把下面条目中的几行原样复制一遍：从含有“Question. Point out every instance of the pasta”的那一行开始，到含有“Query: pasta”的那一行结束，首尾两行都要包括。

─── 给定条目

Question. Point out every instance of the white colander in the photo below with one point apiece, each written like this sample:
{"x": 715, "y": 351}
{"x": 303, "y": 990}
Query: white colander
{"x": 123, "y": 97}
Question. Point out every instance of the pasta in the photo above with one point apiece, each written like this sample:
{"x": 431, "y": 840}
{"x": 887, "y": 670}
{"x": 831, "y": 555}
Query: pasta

──────
─── 给定条目

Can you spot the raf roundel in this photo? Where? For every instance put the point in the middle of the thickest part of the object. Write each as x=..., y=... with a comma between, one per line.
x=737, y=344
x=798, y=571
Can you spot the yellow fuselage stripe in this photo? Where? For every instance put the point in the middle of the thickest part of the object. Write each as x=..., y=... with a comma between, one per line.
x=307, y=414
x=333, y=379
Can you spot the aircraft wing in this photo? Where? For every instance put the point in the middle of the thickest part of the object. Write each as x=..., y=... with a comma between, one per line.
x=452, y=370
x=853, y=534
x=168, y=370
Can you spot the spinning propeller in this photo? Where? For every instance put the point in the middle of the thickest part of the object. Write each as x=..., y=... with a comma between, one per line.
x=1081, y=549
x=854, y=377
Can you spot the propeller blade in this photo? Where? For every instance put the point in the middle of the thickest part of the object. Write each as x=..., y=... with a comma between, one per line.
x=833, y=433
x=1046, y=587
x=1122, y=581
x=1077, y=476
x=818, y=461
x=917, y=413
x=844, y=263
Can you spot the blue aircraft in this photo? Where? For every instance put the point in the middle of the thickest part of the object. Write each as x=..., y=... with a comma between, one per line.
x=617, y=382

──────

_回答_.
Question. Point out every instance of the pasta in the photo above with one point apiece, each written like this sample:
{"x": 431, "y": 840}
{"x": 887, "y": 670}
{"x": 831, "y": 555}
Query: pasta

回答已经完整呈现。